■ Task ■
Copy, without any change, the lines of the material below from the line containing "like x=513, y=372." up to and including the line containing "x=577, y=346".
****************
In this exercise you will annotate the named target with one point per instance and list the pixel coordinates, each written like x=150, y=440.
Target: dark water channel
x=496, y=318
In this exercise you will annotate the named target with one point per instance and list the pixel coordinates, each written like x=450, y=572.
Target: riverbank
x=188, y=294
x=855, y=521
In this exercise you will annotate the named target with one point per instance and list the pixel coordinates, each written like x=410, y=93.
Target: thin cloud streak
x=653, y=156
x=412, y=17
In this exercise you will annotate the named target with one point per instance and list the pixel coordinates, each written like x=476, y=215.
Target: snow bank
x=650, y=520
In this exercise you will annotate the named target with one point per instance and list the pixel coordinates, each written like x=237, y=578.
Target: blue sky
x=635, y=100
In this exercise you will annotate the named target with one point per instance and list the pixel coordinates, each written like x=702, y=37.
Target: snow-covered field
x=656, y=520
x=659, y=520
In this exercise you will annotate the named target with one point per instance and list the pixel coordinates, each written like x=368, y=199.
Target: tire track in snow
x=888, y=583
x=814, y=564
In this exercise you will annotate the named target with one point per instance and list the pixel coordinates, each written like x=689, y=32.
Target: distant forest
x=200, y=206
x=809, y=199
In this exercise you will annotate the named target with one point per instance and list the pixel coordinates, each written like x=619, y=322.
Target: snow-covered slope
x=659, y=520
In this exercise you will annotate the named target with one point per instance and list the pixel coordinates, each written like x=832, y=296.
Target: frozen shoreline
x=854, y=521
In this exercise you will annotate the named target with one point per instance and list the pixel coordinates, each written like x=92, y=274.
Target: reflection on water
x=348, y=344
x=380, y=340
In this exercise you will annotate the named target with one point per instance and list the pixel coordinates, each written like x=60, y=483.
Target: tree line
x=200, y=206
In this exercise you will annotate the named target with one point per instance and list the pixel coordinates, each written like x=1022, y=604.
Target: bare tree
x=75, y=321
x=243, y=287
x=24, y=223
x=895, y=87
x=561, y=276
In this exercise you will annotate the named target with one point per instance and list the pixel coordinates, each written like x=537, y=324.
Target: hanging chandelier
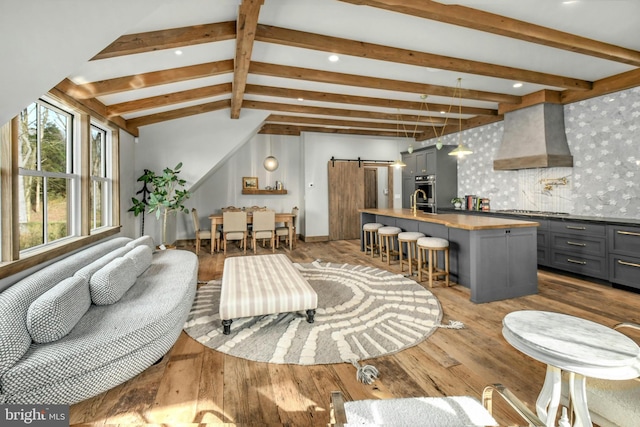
x=460, y=150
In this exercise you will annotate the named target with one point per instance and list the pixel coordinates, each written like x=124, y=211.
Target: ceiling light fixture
x=398, y=163
x=460, y=150
x=270, y=162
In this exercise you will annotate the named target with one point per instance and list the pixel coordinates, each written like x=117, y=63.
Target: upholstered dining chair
x=284, y=231
x=234, y=227
x=264, y=224
x=613, y=403
x=428, y=411
x=202, y=234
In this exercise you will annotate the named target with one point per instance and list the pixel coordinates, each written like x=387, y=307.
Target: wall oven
x=426, y=202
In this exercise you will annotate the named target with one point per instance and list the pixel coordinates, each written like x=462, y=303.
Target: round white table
x=578, y=346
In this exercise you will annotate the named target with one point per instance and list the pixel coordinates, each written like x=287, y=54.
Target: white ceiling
x=611, y=21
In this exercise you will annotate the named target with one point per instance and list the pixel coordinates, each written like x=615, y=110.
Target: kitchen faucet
x=414, y=198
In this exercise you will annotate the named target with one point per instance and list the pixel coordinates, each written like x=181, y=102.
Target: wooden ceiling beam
x=361, y=100
x=282, y=118
x=305, y=40
x=179, y=113
x=168, y=99
x=298, y=73
x=338, y=112
x=296, y=130
x=248, y=13
x=496, y=24
x=151, y=41
x=154, y=78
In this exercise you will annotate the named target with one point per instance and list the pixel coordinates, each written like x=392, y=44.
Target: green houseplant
x=165, y=195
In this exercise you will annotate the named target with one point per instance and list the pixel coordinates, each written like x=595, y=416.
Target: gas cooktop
x=533, y=213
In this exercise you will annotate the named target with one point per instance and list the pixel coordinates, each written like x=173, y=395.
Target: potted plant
x=165, y=195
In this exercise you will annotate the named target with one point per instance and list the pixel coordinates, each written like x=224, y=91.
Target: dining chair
x=202, y=234
x=613, y=403
x=284, y=231
x=234, y=227
x=264, y=223
x=428, y=411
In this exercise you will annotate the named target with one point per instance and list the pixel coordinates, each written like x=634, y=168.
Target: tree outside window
x=45, y=174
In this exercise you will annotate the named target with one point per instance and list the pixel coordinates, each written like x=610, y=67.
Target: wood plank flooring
x=194, y=385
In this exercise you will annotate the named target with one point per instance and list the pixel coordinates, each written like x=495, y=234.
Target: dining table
x=287, y=218
x=580, y=348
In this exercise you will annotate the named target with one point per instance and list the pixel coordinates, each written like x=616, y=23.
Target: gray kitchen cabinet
x=624, y=255
x=579, y=247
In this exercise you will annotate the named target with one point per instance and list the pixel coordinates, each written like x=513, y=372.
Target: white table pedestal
x=577, y=346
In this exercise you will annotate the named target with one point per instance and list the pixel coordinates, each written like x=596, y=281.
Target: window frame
x=13, y=261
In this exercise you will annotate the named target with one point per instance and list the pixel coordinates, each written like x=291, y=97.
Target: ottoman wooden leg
x=310, y=314
x=226, y=325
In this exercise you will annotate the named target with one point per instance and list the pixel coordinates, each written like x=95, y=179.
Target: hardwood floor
x=195, y=385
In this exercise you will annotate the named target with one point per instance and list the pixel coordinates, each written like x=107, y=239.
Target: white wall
x=203, y=143
x=224, y=186
x=35, y=57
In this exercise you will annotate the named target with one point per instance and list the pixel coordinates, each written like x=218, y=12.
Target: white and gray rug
x=363, y=312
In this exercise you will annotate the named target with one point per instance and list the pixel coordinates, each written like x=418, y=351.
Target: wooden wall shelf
x=247, y=191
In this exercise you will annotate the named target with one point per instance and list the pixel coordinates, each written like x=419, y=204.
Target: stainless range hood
x=534, y=137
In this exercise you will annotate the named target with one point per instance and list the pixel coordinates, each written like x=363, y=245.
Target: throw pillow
x=141, y=257
x=109, y=283
x=143, y=240
x=89, y=270
x=56, y=312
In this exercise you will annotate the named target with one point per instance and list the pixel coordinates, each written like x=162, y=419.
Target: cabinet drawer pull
x=628, y=233
x=576, y=244
x=630, y=264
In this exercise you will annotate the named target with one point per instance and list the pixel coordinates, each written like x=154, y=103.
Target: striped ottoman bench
x=263, y=284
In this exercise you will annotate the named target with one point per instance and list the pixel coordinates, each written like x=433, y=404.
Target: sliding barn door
x=346, y=196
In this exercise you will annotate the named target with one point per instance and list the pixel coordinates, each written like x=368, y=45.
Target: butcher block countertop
x=465, y=222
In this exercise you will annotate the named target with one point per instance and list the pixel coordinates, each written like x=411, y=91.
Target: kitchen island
x=494, y=257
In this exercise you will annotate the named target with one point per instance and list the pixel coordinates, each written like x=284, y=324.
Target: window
x=46, y=180
x=100, y=187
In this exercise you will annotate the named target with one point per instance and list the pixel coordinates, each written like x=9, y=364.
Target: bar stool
x=430, y=259
x=370, y=237
x=411, y=239
x=388, y=238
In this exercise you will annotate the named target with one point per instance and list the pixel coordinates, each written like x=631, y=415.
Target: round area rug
x=363, y=312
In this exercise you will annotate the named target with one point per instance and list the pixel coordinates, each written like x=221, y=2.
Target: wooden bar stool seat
x=411, y=239
x=388, y=239
x=428, y=248
x=370, y=236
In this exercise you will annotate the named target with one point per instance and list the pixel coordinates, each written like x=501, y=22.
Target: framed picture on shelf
x=249, y=182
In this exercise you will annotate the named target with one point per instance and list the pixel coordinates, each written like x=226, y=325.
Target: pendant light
x=270, y=162
x=398, y=163
x=460, y=150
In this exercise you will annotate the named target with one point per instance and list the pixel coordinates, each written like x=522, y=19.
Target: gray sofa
x=92, y=320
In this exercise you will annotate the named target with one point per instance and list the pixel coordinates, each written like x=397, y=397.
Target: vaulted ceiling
x=415, y=68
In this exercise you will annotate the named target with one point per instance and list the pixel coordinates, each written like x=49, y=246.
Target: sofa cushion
x=104, y=349
x=108, y=284
x=143, y=240
x=89, y=270
x=15, y=339
x=56, y=312
x=141, y=257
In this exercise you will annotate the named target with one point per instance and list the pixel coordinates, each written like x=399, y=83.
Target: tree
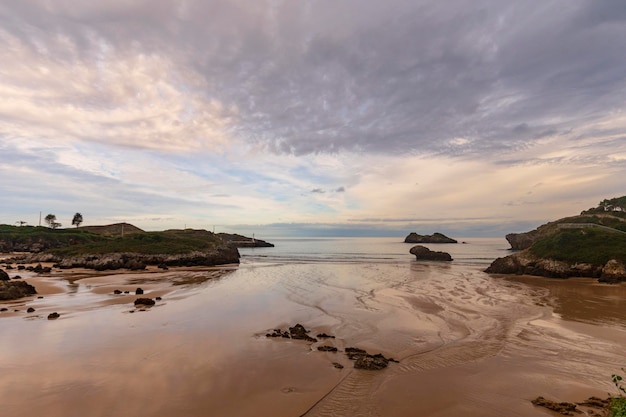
x=77, y=220
x=51, y=220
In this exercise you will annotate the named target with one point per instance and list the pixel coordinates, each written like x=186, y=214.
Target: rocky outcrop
x=136, y=261
x=12, y=290
x=613, y=271
x=520, y=241
x=422, y=253
x=524, y=263
x=362, y=359
x=244, y=242
x=434, y=238
x=297, y=332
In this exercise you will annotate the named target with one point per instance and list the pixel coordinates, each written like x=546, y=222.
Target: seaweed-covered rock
x=12, y=290
x=422, y=253
x=144, y=302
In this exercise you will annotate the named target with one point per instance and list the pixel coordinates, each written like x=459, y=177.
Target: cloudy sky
x=344, y=117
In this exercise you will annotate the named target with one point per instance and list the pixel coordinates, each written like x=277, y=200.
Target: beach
x=466, y=343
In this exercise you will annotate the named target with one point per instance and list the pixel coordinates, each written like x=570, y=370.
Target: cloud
x=312, y=112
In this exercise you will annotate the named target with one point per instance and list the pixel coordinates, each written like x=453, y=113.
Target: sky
x=312, y=117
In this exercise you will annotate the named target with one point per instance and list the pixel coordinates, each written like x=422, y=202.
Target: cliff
x=244, y=242
x=101, y=247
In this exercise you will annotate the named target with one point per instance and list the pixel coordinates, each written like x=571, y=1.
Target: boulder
****************
■ Reply ■
In this exercise you will annotate the named target with one point per instance and list the pixel coordinates, each written like x=513, y=372.
Target: white table pedestal
x=577, y=346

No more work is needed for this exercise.